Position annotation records
★ ★ ★ ★ ★

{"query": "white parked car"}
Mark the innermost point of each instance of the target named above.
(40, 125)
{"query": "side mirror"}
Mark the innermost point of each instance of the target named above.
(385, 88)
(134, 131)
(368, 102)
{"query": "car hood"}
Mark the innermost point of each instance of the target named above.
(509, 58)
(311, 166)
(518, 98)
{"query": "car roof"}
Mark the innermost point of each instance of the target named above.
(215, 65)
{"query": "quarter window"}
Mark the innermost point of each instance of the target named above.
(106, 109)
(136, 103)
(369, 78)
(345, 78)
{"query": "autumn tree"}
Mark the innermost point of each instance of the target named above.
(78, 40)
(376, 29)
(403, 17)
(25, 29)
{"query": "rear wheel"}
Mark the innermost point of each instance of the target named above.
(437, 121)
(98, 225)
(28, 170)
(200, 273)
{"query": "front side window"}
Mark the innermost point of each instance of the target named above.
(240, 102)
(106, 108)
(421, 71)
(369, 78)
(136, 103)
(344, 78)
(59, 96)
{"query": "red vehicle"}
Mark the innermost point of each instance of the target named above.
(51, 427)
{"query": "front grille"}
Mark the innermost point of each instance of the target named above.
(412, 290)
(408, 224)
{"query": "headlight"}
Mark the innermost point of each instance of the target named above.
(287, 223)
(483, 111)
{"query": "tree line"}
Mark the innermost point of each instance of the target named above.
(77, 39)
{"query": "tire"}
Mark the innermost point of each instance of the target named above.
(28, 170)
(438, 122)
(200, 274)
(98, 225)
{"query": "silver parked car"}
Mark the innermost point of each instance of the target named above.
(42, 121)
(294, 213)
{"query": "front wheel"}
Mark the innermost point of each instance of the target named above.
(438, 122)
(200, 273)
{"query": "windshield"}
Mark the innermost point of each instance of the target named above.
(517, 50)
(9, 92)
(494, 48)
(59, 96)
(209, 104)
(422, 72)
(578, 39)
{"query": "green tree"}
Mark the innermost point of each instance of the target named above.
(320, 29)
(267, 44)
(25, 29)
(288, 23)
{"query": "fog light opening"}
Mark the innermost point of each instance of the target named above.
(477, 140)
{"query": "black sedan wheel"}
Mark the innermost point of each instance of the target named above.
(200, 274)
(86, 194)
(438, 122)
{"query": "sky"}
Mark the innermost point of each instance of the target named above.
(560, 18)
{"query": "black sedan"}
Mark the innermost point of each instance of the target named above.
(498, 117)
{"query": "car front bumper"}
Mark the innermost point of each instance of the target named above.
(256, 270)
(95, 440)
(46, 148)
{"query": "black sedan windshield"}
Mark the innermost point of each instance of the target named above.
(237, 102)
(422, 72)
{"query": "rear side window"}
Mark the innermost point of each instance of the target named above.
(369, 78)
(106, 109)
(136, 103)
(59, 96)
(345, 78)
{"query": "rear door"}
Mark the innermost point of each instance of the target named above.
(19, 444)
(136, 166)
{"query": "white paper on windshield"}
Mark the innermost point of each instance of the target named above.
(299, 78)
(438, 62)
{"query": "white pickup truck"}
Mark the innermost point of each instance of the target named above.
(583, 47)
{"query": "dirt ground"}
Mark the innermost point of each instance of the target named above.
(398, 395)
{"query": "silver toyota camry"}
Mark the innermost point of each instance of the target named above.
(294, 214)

★ ★ ★ ★ ★

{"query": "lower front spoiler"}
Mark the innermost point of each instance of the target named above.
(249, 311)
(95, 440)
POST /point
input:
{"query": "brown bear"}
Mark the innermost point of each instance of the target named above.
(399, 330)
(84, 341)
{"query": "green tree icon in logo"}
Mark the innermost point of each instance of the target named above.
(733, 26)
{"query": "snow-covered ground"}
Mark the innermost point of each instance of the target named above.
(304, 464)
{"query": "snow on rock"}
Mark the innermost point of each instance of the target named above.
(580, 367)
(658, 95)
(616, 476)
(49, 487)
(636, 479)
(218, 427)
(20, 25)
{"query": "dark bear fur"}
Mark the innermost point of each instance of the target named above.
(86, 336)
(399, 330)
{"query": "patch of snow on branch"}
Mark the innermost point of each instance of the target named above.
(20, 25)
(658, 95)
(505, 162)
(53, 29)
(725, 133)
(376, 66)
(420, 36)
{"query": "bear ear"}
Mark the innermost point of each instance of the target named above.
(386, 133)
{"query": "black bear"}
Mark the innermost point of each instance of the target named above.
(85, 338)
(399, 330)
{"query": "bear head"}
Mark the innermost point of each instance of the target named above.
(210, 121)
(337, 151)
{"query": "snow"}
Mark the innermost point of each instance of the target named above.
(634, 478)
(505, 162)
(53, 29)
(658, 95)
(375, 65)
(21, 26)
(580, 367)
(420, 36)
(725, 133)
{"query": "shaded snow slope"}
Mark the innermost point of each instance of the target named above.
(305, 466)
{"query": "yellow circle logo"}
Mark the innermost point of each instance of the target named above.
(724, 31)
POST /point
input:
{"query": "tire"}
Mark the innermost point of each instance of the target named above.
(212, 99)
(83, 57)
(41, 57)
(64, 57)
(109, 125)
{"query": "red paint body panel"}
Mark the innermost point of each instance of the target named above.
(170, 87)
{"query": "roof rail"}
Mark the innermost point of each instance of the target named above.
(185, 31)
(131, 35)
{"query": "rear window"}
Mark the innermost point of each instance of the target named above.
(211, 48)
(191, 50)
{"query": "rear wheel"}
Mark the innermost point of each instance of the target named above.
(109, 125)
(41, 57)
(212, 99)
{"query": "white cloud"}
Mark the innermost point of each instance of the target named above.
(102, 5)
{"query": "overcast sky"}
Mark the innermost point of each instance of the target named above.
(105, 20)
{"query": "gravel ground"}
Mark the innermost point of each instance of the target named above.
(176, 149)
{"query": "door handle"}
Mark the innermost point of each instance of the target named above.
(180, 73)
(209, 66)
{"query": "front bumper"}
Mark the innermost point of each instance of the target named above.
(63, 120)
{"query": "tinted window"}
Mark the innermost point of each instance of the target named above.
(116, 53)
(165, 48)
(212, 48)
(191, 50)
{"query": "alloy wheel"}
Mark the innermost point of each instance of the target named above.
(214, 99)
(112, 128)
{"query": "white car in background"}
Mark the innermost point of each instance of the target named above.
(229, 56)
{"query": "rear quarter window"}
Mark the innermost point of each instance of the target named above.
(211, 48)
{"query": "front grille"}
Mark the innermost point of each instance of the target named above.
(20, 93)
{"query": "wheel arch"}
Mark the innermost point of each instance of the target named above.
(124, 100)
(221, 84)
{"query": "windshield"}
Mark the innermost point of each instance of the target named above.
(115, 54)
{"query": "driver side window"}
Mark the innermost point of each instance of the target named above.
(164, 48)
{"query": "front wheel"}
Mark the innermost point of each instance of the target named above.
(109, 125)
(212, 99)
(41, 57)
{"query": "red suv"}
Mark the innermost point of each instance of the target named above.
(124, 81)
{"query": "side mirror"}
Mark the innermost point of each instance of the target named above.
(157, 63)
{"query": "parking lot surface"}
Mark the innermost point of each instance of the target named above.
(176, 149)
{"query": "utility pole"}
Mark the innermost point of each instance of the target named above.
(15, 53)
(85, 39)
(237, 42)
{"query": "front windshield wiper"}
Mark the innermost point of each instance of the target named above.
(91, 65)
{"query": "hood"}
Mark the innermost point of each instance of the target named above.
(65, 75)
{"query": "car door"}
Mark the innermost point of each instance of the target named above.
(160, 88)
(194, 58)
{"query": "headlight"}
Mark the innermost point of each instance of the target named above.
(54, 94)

★ ★ ★ ★ ★

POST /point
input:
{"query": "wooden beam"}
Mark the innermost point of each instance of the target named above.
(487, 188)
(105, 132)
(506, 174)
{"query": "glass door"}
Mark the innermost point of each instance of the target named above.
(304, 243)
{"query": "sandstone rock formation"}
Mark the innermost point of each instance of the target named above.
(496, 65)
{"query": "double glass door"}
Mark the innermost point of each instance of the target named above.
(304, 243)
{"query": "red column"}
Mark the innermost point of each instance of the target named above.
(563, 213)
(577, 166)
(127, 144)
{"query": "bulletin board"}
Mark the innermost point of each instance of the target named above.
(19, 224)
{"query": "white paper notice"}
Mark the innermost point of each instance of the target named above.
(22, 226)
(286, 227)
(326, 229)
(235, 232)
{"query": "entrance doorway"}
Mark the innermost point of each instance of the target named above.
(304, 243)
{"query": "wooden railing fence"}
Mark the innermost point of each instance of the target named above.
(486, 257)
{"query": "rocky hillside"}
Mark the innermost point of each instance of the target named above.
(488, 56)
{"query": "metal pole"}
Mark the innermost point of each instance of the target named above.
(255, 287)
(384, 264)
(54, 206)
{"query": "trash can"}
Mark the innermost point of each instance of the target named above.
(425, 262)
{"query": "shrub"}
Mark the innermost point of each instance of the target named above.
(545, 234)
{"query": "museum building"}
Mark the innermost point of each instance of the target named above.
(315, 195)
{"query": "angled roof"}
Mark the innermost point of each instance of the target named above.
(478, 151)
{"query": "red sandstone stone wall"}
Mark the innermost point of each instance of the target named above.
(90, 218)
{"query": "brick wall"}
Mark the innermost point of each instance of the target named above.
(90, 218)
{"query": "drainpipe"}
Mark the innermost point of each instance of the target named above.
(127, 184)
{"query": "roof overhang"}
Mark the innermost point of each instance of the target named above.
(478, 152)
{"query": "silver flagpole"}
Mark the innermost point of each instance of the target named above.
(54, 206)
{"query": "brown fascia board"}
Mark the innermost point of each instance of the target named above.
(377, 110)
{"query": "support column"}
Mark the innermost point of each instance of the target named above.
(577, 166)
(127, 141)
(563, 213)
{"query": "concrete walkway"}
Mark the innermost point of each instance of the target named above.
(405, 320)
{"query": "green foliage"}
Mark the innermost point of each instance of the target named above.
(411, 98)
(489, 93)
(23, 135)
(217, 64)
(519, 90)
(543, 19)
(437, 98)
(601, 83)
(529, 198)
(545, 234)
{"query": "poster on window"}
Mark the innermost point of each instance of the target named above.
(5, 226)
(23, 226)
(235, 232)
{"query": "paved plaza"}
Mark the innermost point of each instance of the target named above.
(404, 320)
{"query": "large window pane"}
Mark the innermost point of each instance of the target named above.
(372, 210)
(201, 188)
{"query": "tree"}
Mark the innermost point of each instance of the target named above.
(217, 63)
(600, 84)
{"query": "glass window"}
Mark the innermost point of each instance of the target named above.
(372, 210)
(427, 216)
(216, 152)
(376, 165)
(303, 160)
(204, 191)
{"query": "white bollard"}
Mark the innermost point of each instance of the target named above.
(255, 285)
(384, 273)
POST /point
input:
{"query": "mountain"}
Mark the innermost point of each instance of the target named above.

★ ★ ★ ★ ★

### YOUR OBJECTIVE
Please gather every line above that contains the string "bear". Case counts.

### THE SOLUTION
{"query": "brown bear"}
{"query": "dark bear fur"}
{"query": "bear ear"}
{"query": "black bear"}
{"query": "bear head"}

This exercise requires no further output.